→ **TO BE DONE**
Copy the items below verbatim, beginning with the line containing "the eyebrow, which" and ending with the final line of the items, both ends included.

→ **Pointing entries for labeled objects**
================================

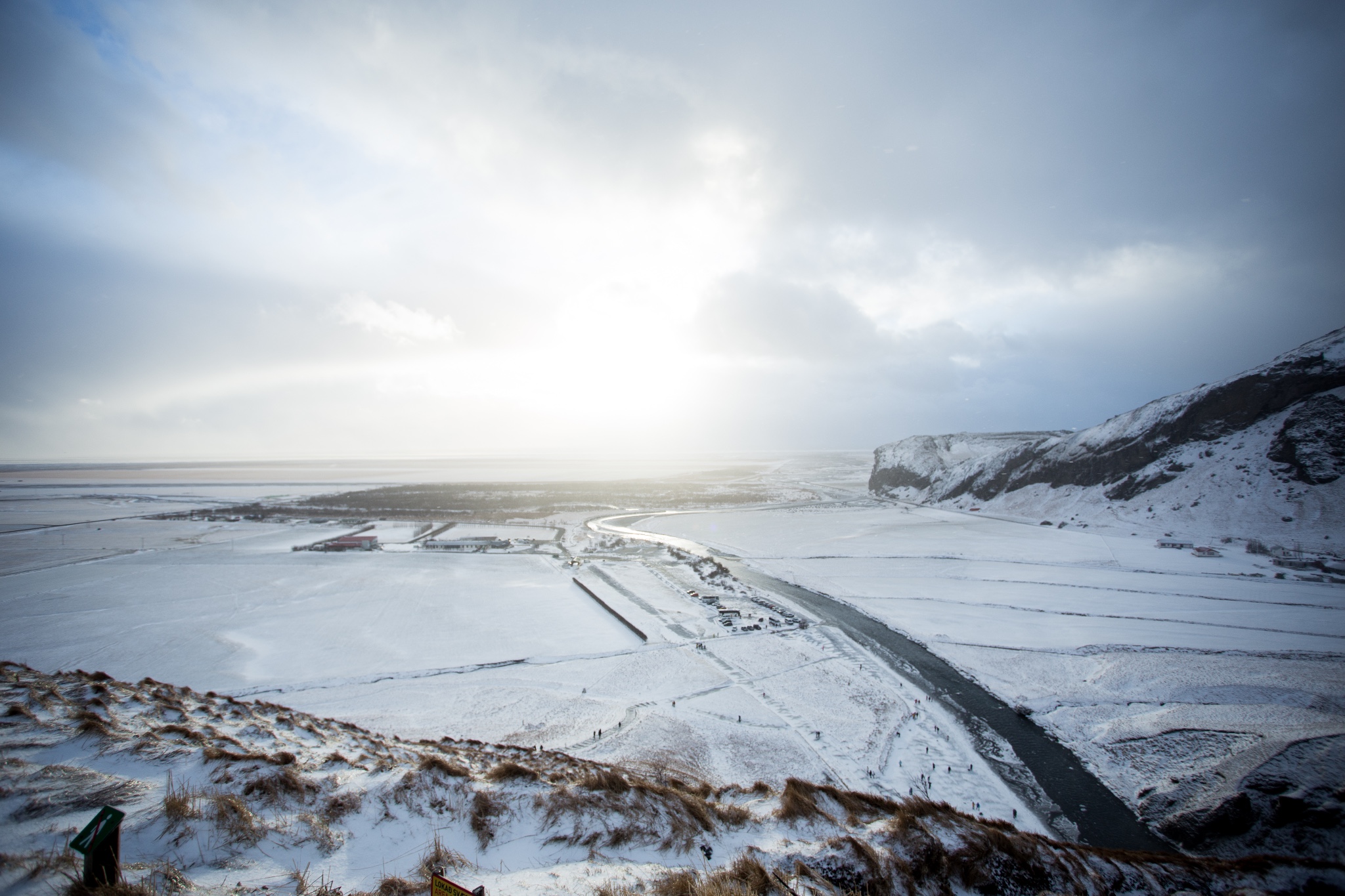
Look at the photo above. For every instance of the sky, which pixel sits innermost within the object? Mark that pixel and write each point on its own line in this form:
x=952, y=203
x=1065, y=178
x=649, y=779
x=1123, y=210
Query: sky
x=313, y=230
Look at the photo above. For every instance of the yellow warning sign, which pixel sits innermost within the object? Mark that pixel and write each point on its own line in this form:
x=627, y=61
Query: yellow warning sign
x=444, y=887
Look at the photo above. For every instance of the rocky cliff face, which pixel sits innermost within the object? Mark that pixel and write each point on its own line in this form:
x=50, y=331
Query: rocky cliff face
x=1282, y=423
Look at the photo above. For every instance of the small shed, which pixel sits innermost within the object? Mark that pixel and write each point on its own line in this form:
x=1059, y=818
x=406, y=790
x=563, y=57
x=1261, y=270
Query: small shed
x=358, y=542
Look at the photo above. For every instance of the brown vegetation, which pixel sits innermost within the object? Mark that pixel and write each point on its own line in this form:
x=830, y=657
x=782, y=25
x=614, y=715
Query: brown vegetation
x=510, y=771
x=437, y=765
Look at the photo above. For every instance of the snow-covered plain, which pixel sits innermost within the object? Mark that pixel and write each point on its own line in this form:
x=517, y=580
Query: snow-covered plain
x=1113, y=643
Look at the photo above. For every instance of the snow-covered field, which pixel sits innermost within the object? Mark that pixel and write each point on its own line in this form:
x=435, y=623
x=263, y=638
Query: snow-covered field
x=1157, y=667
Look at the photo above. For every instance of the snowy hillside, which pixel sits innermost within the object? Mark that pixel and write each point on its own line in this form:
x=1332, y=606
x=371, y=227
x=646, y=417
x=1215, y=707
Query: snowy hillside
x=1258, y=456
x=228, y=796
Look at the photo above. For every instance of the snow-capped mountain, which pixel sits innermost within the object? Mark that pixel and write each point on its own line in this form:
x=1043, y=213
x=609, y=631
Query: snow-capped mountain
x=1256, y=456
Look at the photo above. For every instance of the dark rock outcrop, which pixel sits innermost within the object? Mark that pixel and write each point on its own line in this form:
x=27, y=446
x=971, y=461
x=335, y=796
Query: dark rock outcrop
x=1313, y=440
x=1125, y=452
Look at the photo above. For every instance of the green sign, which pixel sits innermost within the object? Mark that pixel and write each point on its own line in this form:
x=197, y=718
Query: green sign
x=97, y=830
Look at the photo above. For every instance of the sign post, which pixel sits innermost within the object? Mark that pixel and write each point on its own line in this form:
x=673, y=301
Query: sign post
x=440, y=885
x=100, y=843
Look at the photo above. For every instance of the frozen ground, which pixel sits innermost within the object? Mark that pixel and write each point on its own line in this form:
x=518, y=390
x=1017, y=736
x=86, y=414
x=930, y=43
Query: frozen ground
x=233, y=797
x=500, y=648
x=1173, y=676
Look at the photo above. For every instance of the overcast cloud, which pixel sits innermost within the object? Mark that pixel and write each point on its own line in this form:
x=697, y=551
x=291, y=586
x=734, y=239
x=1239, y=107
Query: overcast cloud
x=399, y=228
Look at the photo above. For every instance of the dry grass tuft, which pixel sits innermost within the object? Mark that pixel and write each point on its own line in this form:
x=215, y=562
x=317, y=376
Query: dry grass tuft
x=236, y=821
x=280, y=785
x=607, y=781
x=798, y=801
x=617, y=889
x=744, y=878
x=181, y=802
x=399, y=887
x=320, y=833
x=678, y=883
x=732, y=815
x=437, y=765
x=439, y=856
x=510, y=771
x=486, y=809
x=341, y=805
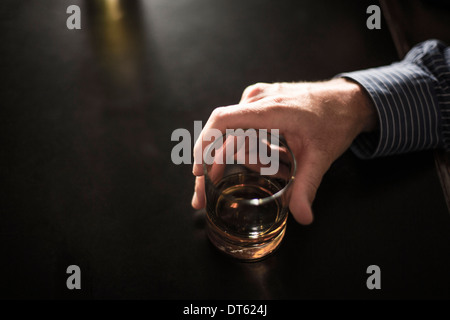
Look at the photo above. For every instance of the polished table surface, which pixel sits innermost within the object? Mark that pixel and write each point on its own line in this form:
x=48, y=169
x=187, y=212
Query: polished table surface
x=87, y=178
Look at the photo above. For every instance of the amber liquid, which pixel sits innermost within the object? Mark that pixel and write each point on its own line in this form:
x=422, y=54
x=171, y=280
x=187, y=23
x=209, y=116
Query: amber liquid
x=242, y=228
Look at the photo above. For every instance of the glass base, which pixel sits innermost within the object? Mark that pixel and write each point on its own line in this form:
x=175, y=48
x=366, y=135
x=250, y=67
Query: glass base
x=249, y=250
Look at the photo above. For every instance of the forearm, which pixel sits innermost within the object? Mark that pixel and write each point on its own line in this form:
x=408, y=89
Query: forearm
x=412, y=101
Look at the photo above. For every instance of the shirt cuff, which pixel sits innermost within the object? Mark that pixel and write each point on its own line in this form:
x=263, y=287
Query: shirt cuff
x=408, y=111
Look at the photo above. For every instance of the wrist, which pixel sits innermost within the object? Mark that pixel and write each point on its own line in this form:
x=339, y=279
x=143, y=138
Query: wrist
x=353, y=103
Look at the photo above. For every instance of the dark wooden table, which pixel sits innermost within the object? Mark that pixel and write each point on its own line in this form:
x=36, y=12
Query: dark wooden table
x=87, y=179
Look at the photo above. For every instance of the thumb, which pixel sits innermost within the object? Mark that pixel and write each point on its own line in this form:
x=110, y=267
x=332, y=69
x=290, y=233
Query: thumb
x=310, y=170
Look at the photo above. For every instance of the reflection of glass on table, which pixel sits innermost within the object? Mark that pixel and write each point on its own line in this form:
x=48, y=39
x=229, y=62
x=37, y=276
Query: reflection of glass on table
x=248, y=177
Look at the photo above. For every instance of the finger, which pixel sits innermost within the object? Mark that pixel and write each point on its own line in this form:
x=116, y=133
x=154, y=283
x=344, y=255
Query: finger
x=231, y=117
x=310, y=171
x=254, y=92
x=199, y=199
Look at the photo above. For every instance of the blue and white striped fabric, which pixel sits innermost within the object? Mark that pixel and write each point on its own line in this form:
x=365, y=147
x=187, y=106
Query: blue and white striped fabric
x=412, y=98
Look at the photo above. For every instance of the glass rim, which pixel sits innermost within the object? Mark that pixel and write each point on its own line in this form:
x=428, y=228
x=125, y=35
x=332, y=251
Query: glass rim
x=260, y=201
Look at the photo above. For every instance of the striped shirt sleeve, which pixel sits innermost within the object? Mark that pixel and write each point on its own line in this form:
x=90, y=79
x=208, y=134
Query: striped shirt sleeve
x=412, y=99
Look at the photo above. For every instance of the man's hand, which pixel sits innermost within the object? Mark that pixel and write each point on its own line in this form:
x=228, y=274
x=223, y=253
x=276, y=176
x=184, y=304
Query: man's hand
x=318, y=120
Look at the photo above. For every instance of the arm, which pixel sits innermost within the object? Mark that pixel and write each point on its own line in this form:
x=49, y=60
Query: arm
x=412, y=100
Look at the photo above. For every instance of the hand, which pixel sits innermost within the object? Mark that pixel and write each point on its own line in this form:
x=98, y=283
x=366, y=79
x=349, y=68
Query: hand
x=318, y=120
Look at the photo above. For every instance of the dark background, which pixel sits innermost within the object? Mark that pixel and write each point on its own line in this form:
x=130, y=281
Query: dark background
x=87, y=179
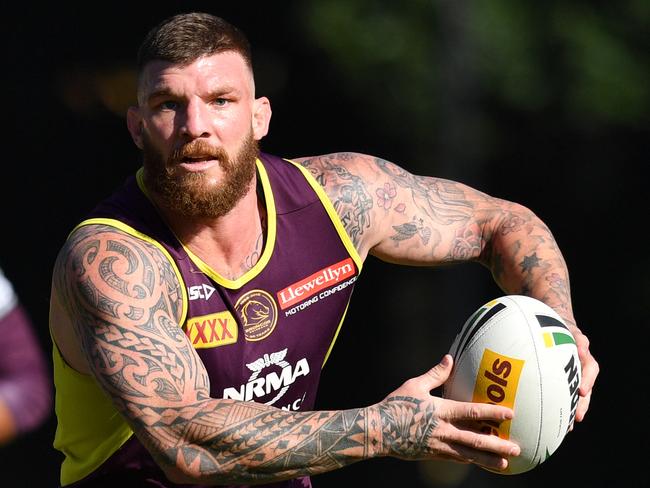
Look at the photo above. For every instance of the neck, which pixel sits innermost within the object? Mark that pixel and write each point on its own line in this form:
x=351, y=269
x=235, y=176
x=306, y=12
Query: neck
x=230, y=244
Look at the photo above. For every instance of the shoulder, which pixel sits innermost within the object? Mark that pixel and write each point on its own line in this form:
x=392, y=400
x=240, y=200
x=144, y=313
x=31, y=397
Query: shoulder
x=101, y=253
x=340, y=164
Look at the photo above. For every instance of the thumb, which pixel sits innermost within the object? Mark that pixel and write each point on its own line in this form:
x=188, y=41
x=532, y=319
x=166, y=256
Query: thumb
x=437, y=375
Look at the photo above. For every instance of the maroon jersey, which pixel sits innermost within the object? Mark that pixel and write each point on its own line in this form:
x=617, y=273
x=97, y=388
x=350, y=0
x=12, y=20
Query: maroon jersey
x=265, y=336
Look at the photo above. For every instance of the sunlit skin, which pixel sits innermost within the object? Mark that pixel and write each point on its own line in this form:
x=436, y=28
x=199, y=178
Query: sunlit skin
x=428, y=222
x=211, y=100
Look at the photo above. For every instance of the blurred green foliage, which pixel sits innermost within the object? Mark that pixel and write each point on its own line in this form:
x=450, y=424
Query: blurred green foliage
x=420, y=61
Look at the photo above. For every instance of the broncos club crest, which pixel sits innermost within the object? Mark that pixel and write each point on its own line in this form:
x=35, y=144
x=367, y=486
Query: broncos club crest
x=258, y=313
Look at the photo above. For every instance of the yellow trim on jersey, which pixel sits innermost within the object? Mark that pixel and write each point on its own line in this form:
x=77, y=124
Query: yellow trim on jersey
x=336, y=334
x=89, y=436
x=268, y=245
x=135, y=233
x=334, y=216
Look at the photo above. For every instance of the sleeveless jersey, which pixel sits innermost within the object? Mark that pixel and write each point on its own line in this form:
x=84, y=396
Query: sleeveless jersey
x=263, y=337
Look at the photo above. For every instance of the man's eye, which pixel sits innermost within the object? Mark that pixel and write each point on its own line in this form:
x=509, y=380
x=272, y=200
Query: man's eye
x=168, y=105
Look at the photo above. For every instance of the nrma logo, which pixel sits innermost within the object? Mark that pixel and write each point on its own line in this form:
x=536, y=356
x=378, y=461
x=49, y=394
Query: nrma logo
x=279, y=376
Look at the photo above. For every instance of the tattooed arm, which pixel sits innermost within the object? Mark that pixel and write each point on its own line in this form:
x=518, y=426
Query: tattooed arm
x=418, y=220
x=116, y=304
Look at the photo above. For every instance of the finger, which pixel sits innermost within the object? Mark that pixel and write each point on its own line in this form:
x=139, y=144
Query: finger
x=590, y=371
x=583, y=406
x=455, y=411
x=487, y=460
x=437, y=375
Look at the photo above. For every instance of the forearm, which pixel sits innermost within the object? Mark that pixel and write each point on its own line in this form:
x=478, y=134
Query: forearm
x=225, y=441
x=525, y=259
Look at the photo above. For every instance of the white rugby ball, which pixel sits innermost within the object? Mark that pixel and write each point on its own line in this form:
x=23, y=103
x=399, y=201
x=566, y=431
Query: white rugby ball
x=517, y=351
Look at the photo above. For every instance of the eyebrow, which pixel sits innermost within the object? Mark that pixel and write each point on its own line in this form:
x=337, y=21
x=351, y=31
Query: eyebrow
x=218, y=91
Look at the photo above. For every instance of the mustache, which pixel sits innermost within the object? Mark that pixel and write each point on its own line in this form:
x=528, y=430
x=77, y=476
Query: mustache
x=198, y=149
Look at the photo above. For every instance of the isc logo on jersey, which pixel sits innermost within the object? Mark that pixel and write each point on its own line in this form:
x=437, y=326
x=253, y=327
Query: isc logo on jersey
x=213, y=330
x=271, y=375
x=200, y=291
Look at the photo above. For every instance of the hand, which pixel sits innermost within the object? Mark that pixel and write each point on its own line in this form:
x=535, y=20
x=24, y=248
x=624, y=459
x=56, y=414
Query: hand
x=417, y=425
x=590, y=370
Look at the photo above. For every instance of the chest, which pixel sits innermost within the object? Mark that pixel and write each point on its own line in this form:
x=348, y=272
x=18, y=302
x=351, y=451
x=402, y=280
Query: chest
x=266, y=338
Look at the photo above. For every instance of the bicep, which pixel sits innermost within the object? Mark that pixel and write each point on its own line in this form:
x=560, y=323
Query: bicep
x=405, y=218
x=124, y=300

================================

→ **TASK ANSWER**
Look at the photo above. For every instance of the eyebrow, which pixel sits innermost within the object? Mark that pixel and write each point on its own line in this form:
x=337, y=21
x=351, y=31
Query: eyebrow
x=218, y=91
Look at the photo above. For every instance of the mustache, which pixel sits innermost within the object? Mark that pixel and write each point on its own line in this form:
x=528, y=430
x=77, y=476
Query: mustache
x=198, y=149
Look at the photo above. For every instance of the isc logo on jersey, which pixel sits innermost within the object? Mark that pixel and write each point on its own line in this form:
x=437, y=326
x=253, y=327
Query: isc logo on jersey
x=213, y=330
x=271, y=375
x=200, y=291
Look at the photo above. For every instance of the hand, which pixel sits innermost within the object? Mark that pixel and write each point on its own line in this form:
x=535, y=20
x=24, y=248
x=624, y=459
x=56, y=414
Query: hand
x=417, y=425
x=590, y=370
Look at the photo above. For every instance of the chest, which pixel sits innermost within the object? Mark that pixel and write each point on its own line in this form:
x=348, y=272
x=18, y=302
x=351, y=451
x=402, y=280
Query: chest
x=266, y=338
Look at the photo above. For every instance of the bicep, which pixel sits innermost within the object? Mark that pixel and write each point on its own line in this form:
x=560, y=323
Query: bicep
x=405, y=218
x=124, y=300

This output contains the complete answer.